A block of data:
## Begin
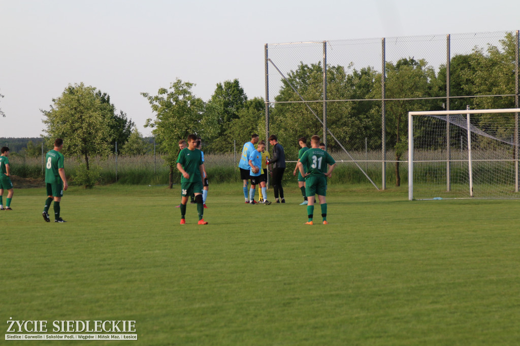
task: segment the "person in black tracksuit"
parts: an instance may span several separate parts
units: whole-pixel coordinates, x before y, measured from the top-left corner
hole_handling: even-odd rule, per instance
[[[270,162],[272,165],[272,170],[271,171],[271,173],[272,175],[272,186],[275,190],[275,203],[285,203],[285,200],[283,198],[283,188],[282,187],[282,178],[285,170],[285,153],[283,151],[283,147],[278,143],[276,135],[271,135],[269,136],[269,143],[273,146],[272,158],[271,158]]]

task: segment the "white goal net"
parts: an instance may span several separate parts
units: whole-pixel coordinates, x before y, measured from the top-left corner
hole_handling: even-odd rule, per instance
[[[409,112],[408,199],[520,198],[518,112]]]

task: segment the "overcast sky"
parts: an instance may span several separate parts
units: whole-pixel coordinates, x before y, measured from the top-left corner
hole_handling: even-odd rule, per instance
[[[0,0],[0,137],[40,136],[69,84],[107,92],[149,136],[139,93],[176,77],[204,101],[236,78],[265,97],[266,43],[514,31],[519,15],[514,0]]]

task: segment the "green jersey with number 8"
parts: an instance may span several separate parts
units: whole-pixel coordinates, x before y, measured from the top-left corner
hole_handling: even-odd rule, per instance
[[[63,154],[53,150],[45,156],[45,182],[49,184],[61,181],[61,178],[58,169],[64,168]]]
[[[328,165],[336,163],[329,153],[319,148],[310,148],[303,153],[300,161],[306,167],[308,176],[323,177],[328,170]]]

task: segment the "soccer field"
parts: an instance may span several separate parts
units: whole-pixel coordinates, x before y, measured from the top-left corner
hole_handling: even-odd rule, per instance
[[[520,202],[331,185],[330,224],[308,226],[294,185],[269,206],[211,185],[205,226],[189,204],[179,224],[178,185],[73,187],[63,224],[44,222],[43,189],[15,190],[0,212],[0,343],[19,343],[5,340],[10,317],[135,321],[131,345],[520,342]]]

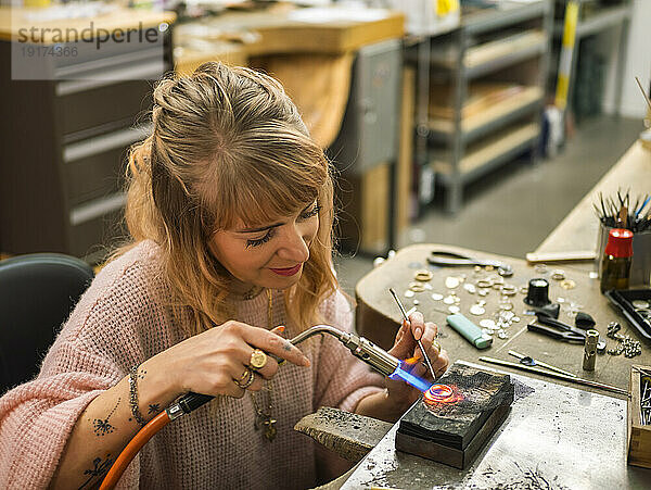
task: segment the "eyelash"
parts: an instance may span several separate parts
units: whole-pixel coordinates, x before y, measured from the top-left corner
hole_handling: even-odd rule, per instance
[[[321,206],[319,204],[317,204],[311,210],[303,213],[301,215],[301,219],[309,219],[310,217],[319,214],[319,211],[321,211]],[[267,243],[269,240],[271,240],[271,238],[273,238],[275,231],[276,231],[276,228],[271,228],[269,231],[267,231],[267,235],[265,235],[263,238],[246,240],[246,248],[259,247],[264,243]]]

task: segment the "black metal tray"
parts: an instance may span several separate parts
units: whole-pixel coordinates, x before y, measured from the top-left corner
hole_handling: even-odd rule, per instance
[[[636,300],[651,303],[651,289],[613,289],[604,292],[605,297],[617,306],[626,319],[638,330],[647,342],[651,342],[651,309],[647,316],[633,305]]]

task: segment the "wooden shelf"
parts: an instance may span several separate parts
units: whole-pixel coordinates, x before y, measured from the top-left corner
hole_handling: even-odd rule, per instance
[[[524,147],[532,143],[535,138],[538,138],[540,128],[536,123],[527,123],[515,128],[496,134],[493,138],[470,148],[465,155],[459,162],[459,173],[463,179],[472,179],[474,176],[488,171],[493,165],[499,164]],[[445,176],[452,175],[452,166],[449,162],[443,160],[434,160],[431,165],[434,169]]]
[[[461,121],[464,140],[468,142],[481,134],[506,126],[537,106],[541,99],[540,87],[522,87],[522,90],[514,91],[513,95],[498,102],[490,104],[488,101],[487,106],[483,106],[474,114],[469,114]],[[465,112],[465,108],[463,112]],[[449,139],[455,130],[455,122],[450,118],[430,120],[429,126],[434,139],[439,140]]]

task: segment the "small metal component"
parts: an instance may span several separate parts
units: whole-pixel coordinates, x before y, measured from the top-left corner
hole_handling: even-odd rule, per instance
[[[477,280],[477,288],[492,288],[493,280],[492,279],[480,279]]]
[[[490,318],[485,318],[482,319],[480,322],[480,326],[482,328],[489,328],[489,329],[495,329],[496,325],[495,325],[495,321],[490,319]]]
[[[475,286],[471,285],[470,282],[464,284],[463,289],[465,289],[471,294],[474,294],[477,290],[477,288],[475,288]]]
[[[409,289],[413,292],[423,292],[425,287],[422,282],[409,282]]]
[[[470,313],[472,313],[475,316],[481,316],[484,313],[486,313],[486,310],[480,304],[473,304],[472,306],[470,306]]]
[[[432,277],[434,277],[434,275],[432,274],[432,271],[426,271],[426,269],[418,271],[416,273],[416,275],[413,276],[413,278],[416,280],[420,280],[422,282],[426,282],[429,280],[432,280]]]
[[[551,278],[553,280],[563,280],[565,278],[565,271],[562,268],[557,268],[551,272]]]
[[[515,296],[516,292],[518,288],[515,288],[513,285],[503,285],[501,288],[501,293],[503,296]]]
[[[595,370],[595,361],[597,360],[597,342],[599,342],[599,332],[592,329],[586,331],[583,362],[584,370]]]
[[[445,278],[445,287],[448,289],[455,289],[459,287],[459,278],[454,276],[448,276]]]
[[[538,274],[547,274],[547,265],[546,264],[536,264],[534,271]]]

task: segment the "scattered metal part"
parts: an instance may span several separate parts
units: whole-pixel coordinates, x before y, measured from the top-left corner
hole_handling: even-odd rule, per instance
[[[492,288],[493,280],[492,279],[480,279],[477,280],[477,288]]]
[[[484,318],[482,321],[480,321],[480,327],[482,328],[490,328],[490,329],[495,329],[495,321],[490,319],[490,318]]]
[[[413,275],[413,278],[416,280],[420,280],[422,282],[432,280],[432,277],[434,277],[434,274],[432,274],[432,271],[426,271],[426,269],[417,271],[417,273]]]
[[[538,274],[547,274],[547,264],[536,264],[534,271]]]
[[[501,293],[503,296],[515,296],[516,292],[518,288],[515,288],[513,285],[503,285],[501,288]]]
[[[551,364],[544,363],[542,361],[535,360],[534,357],[521,354],[520,352],[509,351],[509,355],[512,355],[513,357],[518,357],[520,360],[520,363],[524,364],[525,366],[540,366],[540,367],[546,367],[547,369],[554,370],[554,372],[560,373],[562,375],[571,376],[573,378],[576,378],[576,375],[573,374],[573,373],[570,373],[569,370],[563,370],[560,367],[556,367],[556,366],[552,366]]]
[[[481,316],[484,313],[486,313],[486,310],[484,309],[484,306],[473,304],[472,306],[470,306],[470,313],[472,313],[475,316]]]
[[[459,287],[459,278],[454,276],[448,276],[445,278],[445,287],[448,289],[455,289]]]
[[[551,278],[553,280],[563,280],[565,278],[565,271],[562,268],[557,268],[551,272]]]
[[[477,288],[475,288],[475,286],[471,285],[470,282],[464,284],[463,289],[465,289],[471,294],[474,294],[477,291]]]
[[[423,292],[425,287],[422,282],[409,282],[409,289],[413,292]]]

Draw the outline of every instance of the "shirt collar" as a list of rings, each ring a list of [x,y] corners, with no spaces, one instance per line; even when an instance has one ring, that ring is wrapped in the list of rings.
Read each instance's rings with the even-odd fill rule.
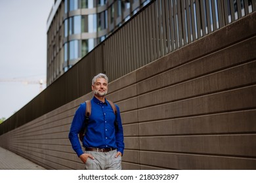
[[[104,105],[108,105],[108,103],[107,103],[107,100],[105,98],[105,102],[104,103],[102,103],[101,101],[100,101],[99,99],[98,99],[97,98],[96,98],[95,96],[93,96],[93,101],[96,103],[96,104],[104,104]]]

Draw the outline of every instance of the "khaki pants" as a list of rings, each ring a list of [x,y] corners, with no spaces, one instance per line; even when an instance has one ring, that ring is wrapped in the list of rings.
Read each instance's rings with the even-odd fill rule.
[[[108,152],[85,151],[85,153],[91,154],[95,159],[90,158],[85,163],[85,170],[121,170],[121,157],[115,158],[117,151]]]

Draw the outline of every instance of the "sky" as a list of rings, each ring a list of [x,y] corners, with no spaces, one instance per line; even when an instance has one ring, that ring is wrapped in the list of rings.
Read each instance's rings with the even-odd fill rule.
[[[46,88],[47,21],[53,4],[0,0],[0,118],[11,117]]]

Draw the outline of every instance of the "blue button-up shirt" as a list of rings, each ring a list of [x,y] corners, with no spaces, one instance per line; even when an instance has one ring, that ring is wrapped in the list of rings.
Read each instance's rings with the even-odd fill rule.
[[[100,148],[114,148],[123,154],[123,132],[119,108],[116,105],[118,123],[118,130],[116,131],[115,113],[108,101],[107,100],[105,101],[102,103],[95,97],[91,100],[91,112],[87,130],[83,138],[83,146]],[[85,107],[85,103],[81,103],[76,110],[68,135],[72,148],[78,156],[83,154],[77,134],[83,127]]]

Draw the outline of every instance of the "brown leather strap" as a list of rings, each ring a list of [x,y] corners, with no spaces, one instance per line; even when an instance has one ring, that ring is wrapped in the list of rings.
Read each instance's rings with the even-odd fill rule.
[[[114,103],[111,101],[108,100],[108,101],[110,103],[111,107],[113,108],[114,112],[115,112],[115,114],[117,113],[117,110],[116,109],[116,105],[114,104]]]
[[[85,110],[85,116],[89,118],[91,114],[91,101],[86,101],[86,110]]]
[[[110,152],[114,150],[116,148],[85,148],[86,151],[94,151],[94,152]]]

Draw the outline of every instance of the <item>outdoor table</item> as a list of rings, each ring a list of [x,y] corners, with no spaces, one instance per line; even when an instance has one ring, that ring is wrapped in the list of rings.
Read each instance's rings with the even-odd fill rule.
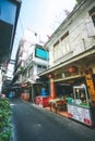
[[[49,100],[48,103],[50,105],[50,111],[51,111],[51,104],[55,104],[55,108],[56,108],[56,113],[57,113],[59,102],[61,102],[63,104],[64,99],[63,98],[57,98],[57,99]]]

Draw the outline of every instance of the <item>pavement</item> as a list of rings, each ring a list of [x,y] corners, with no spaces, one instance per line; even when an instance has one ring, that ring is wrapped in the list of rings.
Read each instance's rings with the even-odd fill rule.
[[[38,105],[12,100],[12,141],[95,141],[95,129]]]

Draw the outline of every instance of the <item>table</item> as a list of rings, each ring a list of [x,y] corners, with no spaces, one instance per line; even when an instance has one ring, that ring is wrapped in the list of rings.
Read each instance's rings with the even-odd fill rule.
[[[57,98],[57,99],[49,100],[48,103],[50,105],[50,111],[51,111],[51,104],[55,104],[55,108],[56,108],[56,113],[57,113],[58,105],[63,105],[64,102],[66,102],[66,100],[63,98]]]

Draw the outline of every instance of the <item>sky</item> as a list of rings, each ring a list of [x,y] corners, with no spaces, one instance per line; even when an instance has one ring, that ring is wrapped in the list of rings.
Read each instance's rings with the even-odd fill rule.
[[[74,5],[75,0],[22,0],[11,59],[15,59],[20,39],[26,28],[39,34],[41,40],[46,41],[46,35],[50,36],[66,16],[64,10],[71,12]]]

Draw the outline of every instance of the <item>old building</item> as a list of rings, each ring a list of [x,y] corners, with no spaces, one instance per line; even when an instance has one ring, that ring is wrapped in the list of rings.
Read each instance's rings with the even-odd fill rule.
[[[21,0],[0,0],[0,89],[11,57]]]
[[[48,51],[38,43],[37,34],[31,31],[20,41],[16,53],[13,84],[22,89],[25,99],[40,94],[41,84],[38,74],[48,67]],[[15,87],[14,87],[15,88]]]
[[[50,105],[57,110],[58,101],[66,101],[69,117],[94,125],[95,1],[83,0],[75,5],[45,47],[49,49],[49,68],[39,77],[50,84]]]

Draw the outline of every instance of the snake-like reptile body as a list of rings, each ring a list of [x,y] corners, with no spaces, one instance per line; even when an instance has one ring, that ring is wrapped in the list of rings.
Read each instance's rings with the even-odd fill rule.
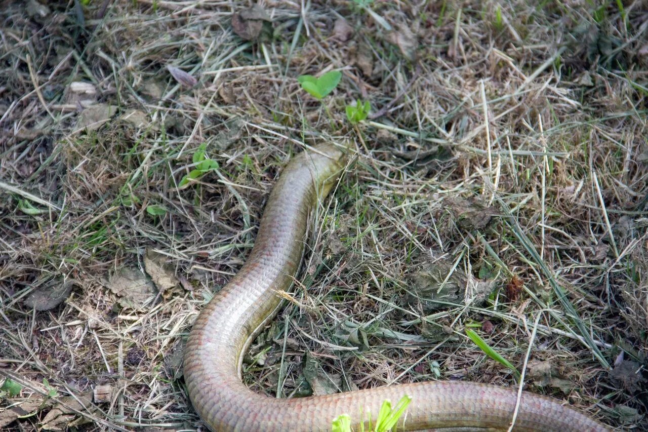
## End
PROBLEM STATEMENT -
Rescale the material starting at the line that contains "Draw the outline of every instance of the <item>pavement</item>" and ending at the line that contains "[[[38,105],[12,100],[12,141],[95,141],[95,129]]]", writing out every one of those lines again with the requests left unchanged. Multiply each corner coordinate in the answers by 1.85 and round it to a whole number, with halves rounded up.

EXERCISE RESPONSE -
Draw the outline of every instance of the <item>pavement</item> as a list of rings, each ring a list of [x,y] corners, with no spaces, one instance per line; even when an instance has one ring, that ring is wrapped in the list of rings.
Read each instance's rings with the even-odd fill rule.
[[[70,194],[22,185],[22,261],[176,261],[176,239]]]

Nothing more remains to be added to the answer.